The LG Chocolate BL40's ultra-wide, capacitive touchscreen not only makes the phone a feast for the eyes but offers a number of real usability benefits. LG's S-Class UI isn't particularly great, but this phone is jam-packed with features, offering far more than the iPhone or HTC Hero

Frank Lewis
6 min read

The LG Chocolate BL40 is unlike any other touchscreen phone we've come across. Its stunning, ultra-wide display has a true cinematic 21:9 aspect ratio and gives the handset a very distinct tall-and-thin profile. Available in October for free on a £35-per-month contract with Orange or Carphone Warehouse, or for £500 SIM-free, the Chocolate is quite pricey. Besides the impressive screen, though, it's bursting with other cool features, including a 5-megapixel camera, FM transmitter and DivX support.

7.5

LG Chocolate BL40

The Good

Tall and slim design; ultra-wide display; multi-touch support; great range of features.

The Bad

Can feel slightly unresponsive at times; S-Class interface is overly complicated in places.

The Bottom Line

It may be jam-packed with really great features, but the LG Chocolate BL40's disappointing user interface means it's not as satisfying a handset to use as the iPhone or HTC Hero

Quite the looker
Unlike LG's previous touchscreen handsets, such as the chunky Arena KM900 and boxy Viewty Smart GC900, the Chocolate is a real looker. It's not just the fact that its tall and narrow form factor separates it from the rest of the smart-phone pack. LG has packaged it in an extremely slim and neat piano-black chassis that really looks the business. Before getting our mitts on a review sample, we thought the phone would be too tall and ungainly, but it actually feels very comfortable in the hand, partly because it's narrower than other smart phones.

Stunning screen
This handset's key feature is its fantastic 102mm (4-inch) capacitive touchscreen. Like the phone itself, the display is tall and narrow. In fact, it's got a 21:9 aspect ratio, so it can show a full cinematic image without having to crop the edges, as the iPhone or HTC Hero do. When working in landscape mode, this means the screen is considerably wider than it is tall. That turns out to be both a blessing and curse.

* _Written problem A_
Reproduce the review of the LG Chocolate BL40 word for word, in its entirety.

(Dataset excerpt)

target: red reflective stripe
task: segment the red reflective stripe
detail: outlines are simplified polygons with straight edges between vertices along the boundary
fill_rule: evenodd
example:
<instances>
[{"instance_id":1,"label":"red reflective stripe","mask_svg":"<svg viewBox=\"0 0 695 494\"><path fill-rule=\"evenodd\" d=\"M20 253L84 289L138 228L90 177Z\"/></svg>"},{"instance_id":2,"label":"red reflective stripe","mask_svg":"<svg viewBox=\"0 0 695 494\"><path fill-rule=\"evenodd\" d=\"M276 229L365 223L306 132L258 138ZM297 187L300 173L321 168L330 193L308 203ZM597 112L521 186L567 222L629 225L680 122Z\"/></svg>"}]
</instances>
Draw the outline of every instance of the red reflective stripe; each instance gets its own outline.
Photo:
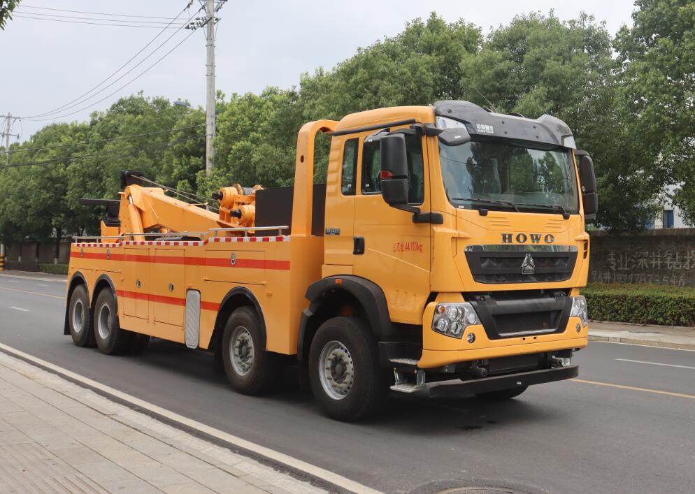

* _Written problem B_
Turn the stretch of the records from their first line through the line containing "<instances>" into a numbered list, leaving out any blank lines.

* _Reply A_
The LG Chocolate BL40's ultra-wide, capacitive touchscreen not only makes the phone a feast for the eyes but offers a number of real usability benefits. LG's S-Class UI isn't particularly great, but this phone is jam-packed with features, offering far more than the iPhone or HTC Hero

Frank Lewis
6 min read

The LG Chocolate BL40 is unlike any other touchscreen phone we've come across. Its stunning, ultra-wide display has a true cinematic 21:9 aspect ratio and gives the handset a very distinct tall-and-thin profile. Available in October for free on a £35-per-month contract with Orange or Carphone Warehouse, or for £500 SIM-free, the Chocolate is quite pricey. Besides the impressive screen, though, it's bursting with other cool features, including a 5-megapixel camera, FM transmitter and DivX support.

7.5

LG Chocolate BL40

The Good

Tall and slim design; ultra-wide display; multi-touch support; great range of features.

The Bad

Can feel slightly unresponsive at times; S-Class interface is overly complicated in places.

The Bottom Line

It may be jam-packed with really great features, but the LG Chocolate BL40's disappointing user interface means it's not as satisfying a handset to use as the iPhone or HTC Hero

Quite the looker
Unlike LG's previous touchscreen handsets, such as the chunky Arena KM900 and boxy Viewty Smart GC900, the Chocolate is a real looker. It's not just the fact that its tall and narrow form factor separates it from the rest of the smart-phone pack. LG has packaged it in an extremely slim and neat piano-black chassis that really looks the business. Before getting our mitts on a review sample, we thought the phone would be too tall and ungainly, but it actually feels very comfortable in the hand, partly because it's narrower than other smart phones.

Stunning screen
This handset's key feature is its fantastic 102mm (4-inch) capacitive touchscreen. Like the phone itself, the display is tall and narrow. In fact, it's got a 21:9 aspect ratio, so it can show a full cinematic image without having to crop the edges, as the iPhone or HTC Hero do. When working in landscape mode, this means the screen is considerably wider than it is tall. That turns out to be both a blessing and curse.

* _Reply B_
1. target: red reflective stripe
2. task: segment the red reflective stripe
3. detail: outlines are simplified polygons with straight edges between vertices along the boundary
4. fill_rule: evenodd
5. example:
6. <instances>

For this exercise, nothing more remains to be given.